__Brief A__
Answer these questions about the CVIOS fall show thread:
(i) How many plants were in the display, and how many ribbons did it win?
(ii) Which two plants received a first place?
(iii) In what mix is the pearcei grown?

__Excerpt provided__
****************

# CVIOS fall show- small display



## Spaph (Oct 6, 2015)

Over the weekend I entered a small display of 10 plants at the CVIOS fall show and won 8 ribbons. My Paph. helenae and Phrag. pearcei both got a first place :clap:


----------



## NYEric (Oct 6, 2015)

Neat. Congrats.


----------



## JeanLux (Oct 6, 2015)

:clap: Bravo :clap: !!!! Jean


----------



## Secundino (Oct 6, 2015)

Congrats!


----------



## SlipperFan (Oct 6, 2015)

More ribbons than plants!


----------



## abax (Oct 6, 2015)

Congratulations! I like the simple, clean set-up too. It's
quite elegant without being fussy.


----------



## eggshells (Oct 7, 2015)

Oh wow, I love the pearceii. So great!


----------



## troy (Oct 8, 2015)

Congratulations!!! Very nice pearcei


----------



## Spaph (Oct 8, 2015)

Thanks for all the nice comments everyone!


----------



## phraggy (Oct 8, 2015)

A very nice bunch of plants on show. Well done on the ribbons!

Ed


----------



## Migrant13 (Oct 8, 2015)

Way to go!! I can see why they liked your helenae and pearcei. What are you growing your pearcei in?


----------



## John M (Oct 12, 2015)

Very nice. Congratulations on the 1st places! I really like the pearcei and helenae. Both are lovely!


----------



## Spaph (Oct 12, 2015)

Migrant13 said:


> Way to go!! I can see why they liked your helenae and pearcei. What are you growing your pearcei in?



I grow my pearcei in a mix of 50/50 sphagnum moss and sponge rock!


----------

****************

Labeled-object pointing entries
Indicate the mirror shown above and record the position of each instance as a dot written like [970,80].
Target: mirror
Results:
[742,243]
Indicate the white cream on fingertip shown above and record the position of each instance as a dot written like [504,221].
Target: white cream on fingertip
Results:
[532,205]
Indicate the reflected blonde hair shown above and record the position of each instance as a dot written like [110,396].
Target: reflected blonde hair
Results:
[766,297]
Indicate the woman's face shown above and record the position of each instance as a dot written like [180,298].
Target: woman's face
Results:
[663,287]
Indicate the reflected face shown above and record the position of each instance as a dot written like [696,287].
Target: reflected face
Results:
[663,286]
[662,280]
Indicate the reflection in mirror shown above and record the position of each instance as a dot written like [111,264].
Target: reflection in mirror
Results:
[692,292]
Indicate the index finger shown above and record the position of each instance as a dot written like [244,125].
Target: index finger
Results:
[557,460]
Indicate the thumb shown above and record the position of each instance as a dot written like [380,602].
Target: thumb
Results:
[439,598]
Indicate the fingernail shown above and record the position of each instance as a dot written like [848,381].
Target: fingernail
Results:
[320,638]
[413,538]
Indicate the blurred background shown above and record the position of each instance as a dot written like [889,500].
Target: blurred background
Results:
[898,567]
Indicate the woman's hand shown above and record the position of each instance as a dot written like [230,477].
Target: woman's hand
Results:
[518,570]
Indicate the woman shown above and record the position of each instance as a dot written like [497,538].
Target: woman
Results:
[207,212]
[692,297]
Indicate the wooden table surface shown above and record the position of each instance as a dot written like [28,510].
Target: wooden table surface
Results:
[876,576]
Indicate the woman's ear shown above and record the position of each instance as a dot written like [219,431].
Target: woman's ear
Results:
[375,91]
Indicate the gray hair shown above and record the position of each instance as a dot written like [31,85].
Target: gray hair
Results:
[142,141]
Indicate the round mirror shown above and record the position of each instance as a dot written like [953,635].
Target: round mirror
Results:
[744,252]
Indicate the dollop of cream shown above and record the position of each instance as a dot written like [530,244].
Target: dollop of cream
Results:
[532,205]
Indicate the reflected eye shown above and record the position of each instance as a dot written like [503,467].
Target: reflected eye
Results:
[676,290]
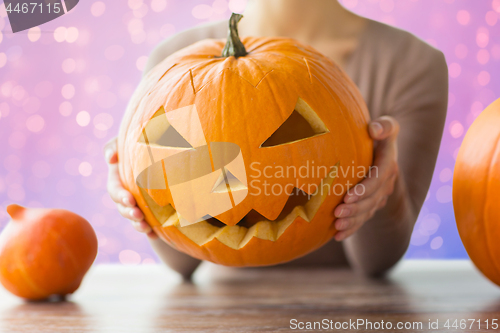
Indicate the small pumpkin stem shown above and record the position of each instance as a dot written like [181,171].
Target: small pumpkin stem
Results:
[15,211]
[234,47]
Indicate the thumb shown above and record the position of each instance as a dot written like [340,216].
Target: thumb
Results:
[385,127]
[110,151]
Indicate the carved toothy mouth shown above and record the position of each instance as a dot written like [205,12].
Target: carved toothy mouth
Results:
[252,224]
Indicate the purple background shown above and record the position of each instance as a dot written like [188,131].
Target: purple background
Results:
[64,87]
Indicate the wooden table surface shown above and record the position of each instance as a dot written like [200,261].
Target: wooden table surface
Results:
[150,298]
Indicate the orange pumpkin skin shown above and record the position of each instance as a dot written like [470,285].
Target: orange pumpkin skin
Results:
[45,252]
[244,100]
[476,192]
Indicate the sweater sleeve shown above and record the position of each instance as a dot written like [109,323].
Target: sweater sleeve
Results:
[418,100]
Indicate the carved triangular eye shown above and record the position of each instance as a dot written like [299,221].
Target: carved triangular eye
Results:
[303,123]
[159,131]
[226,179]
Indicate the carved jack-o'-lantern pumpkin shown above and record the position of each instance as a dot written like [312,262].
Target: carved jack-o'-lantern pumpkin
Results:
[240,159]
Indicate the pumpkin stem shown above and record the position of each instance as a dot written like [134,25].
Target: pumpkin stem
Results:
[234,47]
[15,211]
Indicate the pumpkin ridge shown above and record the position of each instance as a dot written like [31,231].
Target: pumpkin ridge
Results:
[495,154]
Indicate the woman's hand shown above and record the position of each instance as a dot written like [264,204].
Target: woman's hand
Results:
[124,200]
[379,184]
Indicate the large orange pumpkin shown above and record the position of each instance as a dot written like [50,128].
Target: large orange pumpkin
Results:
[239,153]
[45,252]
[476,192]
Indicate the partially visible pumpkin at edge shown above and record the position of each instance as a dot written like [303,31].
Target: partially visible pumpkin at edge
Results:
[476,192]
[45,252]
[283,104]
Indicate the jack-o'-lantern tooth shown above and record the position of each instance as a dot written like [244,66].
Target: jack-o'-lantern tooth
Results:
[231,236]
[200,233]
[289,219]
[172,220]
[263,230]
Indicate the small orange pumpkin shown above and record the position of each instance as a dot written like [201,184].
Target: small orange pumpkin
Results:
[215,149]
[476,192]
[45,252]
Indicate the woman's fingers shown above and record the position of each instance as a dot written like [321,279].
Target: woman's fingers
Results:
[131,213]
[369,203]
[141,226]
[359,208]
[385,127]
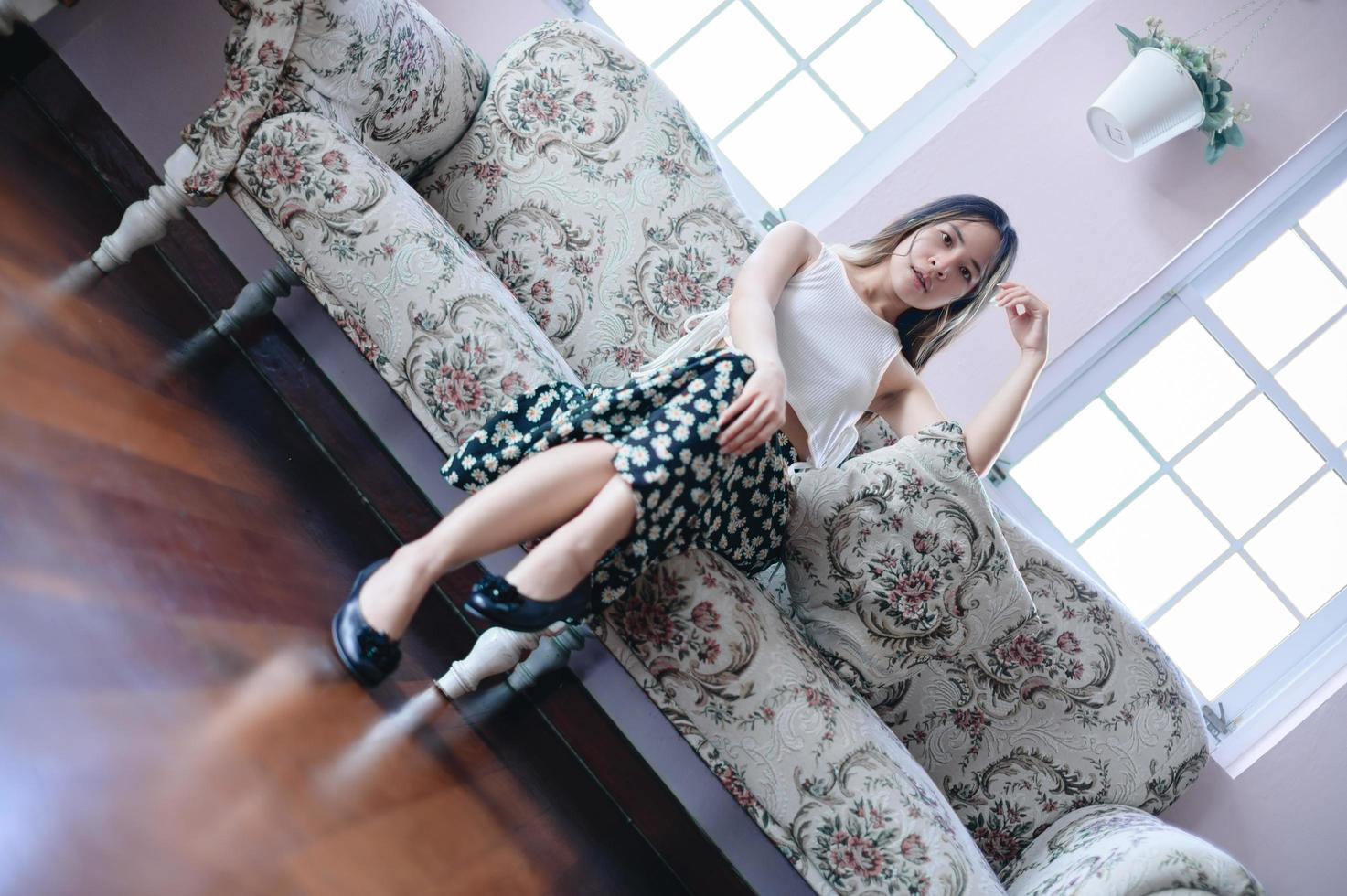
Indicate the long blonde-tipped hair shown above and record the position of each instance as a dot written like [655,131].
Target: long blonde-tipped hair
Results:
[925,332]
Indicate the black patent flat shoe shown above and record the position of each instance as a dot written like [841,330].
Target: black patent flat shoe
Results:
[368,655]
[498,602]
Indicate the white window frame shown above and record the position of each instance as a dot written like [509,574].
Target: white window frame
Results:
[884,148]
[1310,663]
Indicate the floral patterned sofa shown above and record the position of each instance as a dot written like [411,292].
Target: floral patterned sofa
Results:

****************

__Brief B__
In the records, starting at the line containing "Indicate the white window" and ending at the last line of the records, swap "window frame" for "door frame" and give only those lines with every other part unchanged.

__Exercise output A__
(i) The display had 10 plants and won 8 ribbons.
(ii) Paph. helenae and Phrag. pearcei.
(iii) A 50/50 mix of sphagnum moss and sponge rock.

__Exercise output B__
Indicate the white door frame shown above and record the position of each instance as a dot written like [509,574].
Target: white door frame
Results:
[884,148]
[1310,663]
Indicate the floral patterned sofa shown above and record the position of each instance as a dot written like [411,292].
Target: floral patterned sofa
Results:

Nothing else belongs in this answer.